WHAT IS BEING ASKED:
Restate the following entries exactly, including every line.

INFORMATION SHOWN START

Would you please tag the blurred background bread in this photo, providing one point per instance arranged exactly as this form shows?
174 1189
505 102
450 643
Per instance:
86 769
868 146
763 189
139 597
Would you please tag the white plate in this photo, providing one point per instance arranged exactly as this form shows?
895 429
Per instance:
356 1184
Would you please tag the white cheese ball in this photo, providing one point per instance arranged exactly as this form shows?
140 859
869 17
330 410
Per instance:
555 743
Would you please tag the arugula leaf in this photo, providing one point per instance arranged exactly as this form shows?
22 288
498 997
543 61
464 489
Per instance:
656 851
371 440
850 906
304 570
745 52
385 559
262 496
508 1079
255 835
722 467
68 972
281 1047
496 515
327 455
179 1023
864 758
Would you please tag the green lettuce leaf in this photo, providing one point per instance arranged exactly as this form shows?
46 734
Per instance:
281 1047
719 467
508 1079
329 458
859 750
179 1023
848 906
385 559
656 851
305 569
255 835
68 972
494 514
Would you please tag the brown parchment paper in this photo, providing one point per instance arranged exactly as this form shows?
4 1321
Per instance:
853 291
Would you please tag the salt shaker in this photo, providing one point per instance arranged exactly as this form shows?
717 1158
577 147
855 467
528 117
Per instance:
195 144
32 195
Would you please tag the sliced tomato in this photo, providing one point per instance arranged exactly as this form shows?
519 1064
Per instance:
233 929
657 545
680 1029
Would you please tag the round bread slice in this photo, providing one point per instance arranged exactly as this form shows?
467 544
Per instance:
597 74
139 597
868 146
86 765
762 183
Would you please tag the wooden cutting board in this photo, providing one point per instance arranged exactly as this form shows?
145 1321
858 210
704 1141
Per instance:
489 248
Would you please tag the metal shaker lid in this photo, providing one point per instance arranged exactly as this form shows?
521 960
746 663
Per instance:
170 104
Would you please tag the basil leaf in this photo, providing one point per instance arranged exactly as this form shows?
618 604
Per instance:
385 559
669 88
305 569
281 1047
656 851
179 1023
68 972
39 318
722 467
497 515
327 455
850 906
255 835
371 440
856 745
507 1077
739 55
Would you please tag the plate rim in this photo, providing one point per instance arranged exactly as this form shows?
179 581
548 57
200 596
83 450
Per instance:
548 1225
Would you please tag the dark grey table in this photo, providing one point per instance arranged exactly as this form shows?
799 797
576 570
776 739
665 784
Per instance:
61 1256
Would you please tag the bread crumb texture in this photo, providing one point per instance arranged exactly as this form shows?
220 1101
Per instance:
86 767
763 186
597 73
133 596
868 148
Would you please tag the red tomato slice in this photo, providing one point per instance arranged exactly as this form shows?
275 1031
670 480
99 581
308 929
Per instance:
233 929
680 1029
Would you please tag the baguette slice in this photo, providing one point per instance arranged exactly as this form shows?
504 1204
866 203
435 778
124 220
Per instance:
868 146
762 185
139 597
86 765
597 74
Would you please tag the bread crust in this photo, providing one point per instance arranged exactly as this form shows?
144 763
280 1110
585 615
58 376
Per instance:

INFORMATION SHOWN END

PROBLEM SOLUTION:
Would you please tag the blurred background bread in this photo, providing one point per instance arranged exactly as this form shows?
174 1189
505 102
450 643
Per instance:
86 769
868 146
763 189
139 597
Would you please tag the white plate in this photo, providing one point per instance arranged exactly as this form shows?
895 429
Per instance:
356 1184
Would you please tag the white cheese ball in this photo, providing one point per instance arranged exactly as this form shows?
140 859
869 17
330 410
Per instance:
555 743
Would you please tag the arugula leaf in this photo, providing one point per instance arranged exactly as this form shows?
22 288
498 997
543 61
464 489
Per instance:
656 851
371 440
850 906
304 570
745 52
385 559
262 496
508 1079
255 835
722 467
68 972
281 1047
496 515
327 455
179 1023
864 758
Would you please tag the green lettuce leaf in this photo, providing one point per instance arranged exactly as this form shows?
46 734
Per instance:
281 1047
719 467
508 1079
329 458
859 750
179 1023
848 906
385 559
656 851
305 569
255 835
68 972
494 514
Would you please tag the brown parchment paper in this photo, providing one point per instance arranged exactly as this form shows?
4 1321
Per instance:
853 291
Would you please tag the salt shaker in this photo, providing one point per instance arranged exactly as this form shows?
717 1158
577 147
855 467
528 117
Per instance:
195 144
32 195
Would you please tag the sliced tomato in this photo, providing one point per instance arranged exactly as this form shows?
519 1064
Per instance:
233 929
657 545
680 1029
Would you please tag the round bread slice in this photo, providing one point per instance arranged exactly as this form shows?
467 544
Per instance:
597 74
139 597
868 146
86 765
762 183
Would you please tag the wooden cutting board in this photo, providing one point per instance arranged exactly as this form shows?
145 1321
858 210
704 1141
Per instance:
489 248
Would you please tag the metal shaker lid in this photo, providing one point per instance arranged exactly as this form shows?
521 960
746 663
Per instance:
170 104
Would you please tag the basil leaf in this photo, providing one point per instance arranged exactly as this form shows?
618 604
Per instance:
385 559
669 88
305 569
281 1047
656 851
179 1023
68 972
39 318
722 467
497 515
327 455
850 906
255 835
371 440
856 745
507 1077
739 55
Would you please tag the plate rim in this photo, providing one point per instance arranged exactly as this form shows?
179 581
548 57
200 596
83 450
Per instance:
548 1225
Would you please tag the dark grey table in this photo, providing one point per instance arranged exactly as this form shows?
799 797
576 570
776 739
665 784
Per instance:
61 1256
Would you please tag the bread crumb texture in this photo, providing one point per instance arranged exactly as this form shows?
220 1101
Per instance:
86 767
763 186
597 73
133 596
868 148
Would you please tag the red tomato slice in this photo, providing one point per instance arranged exactly as this form shows?
275 1031
670 480
99 581
308 929
Per instance:
233 929
680 1029
Would you please tag the baguette slice in this photo, providing one point per instance arranged exactly as this form shows?
504 1204
866 203
435 778
124 220
Per instance:
868 146
762 185
139 597
86 765
597 74
Would you please tag the bread crust in this photo, providing one point per instance arranged exactly as this form shows?
144 763
280 1110
585 615
58 376
Per instance:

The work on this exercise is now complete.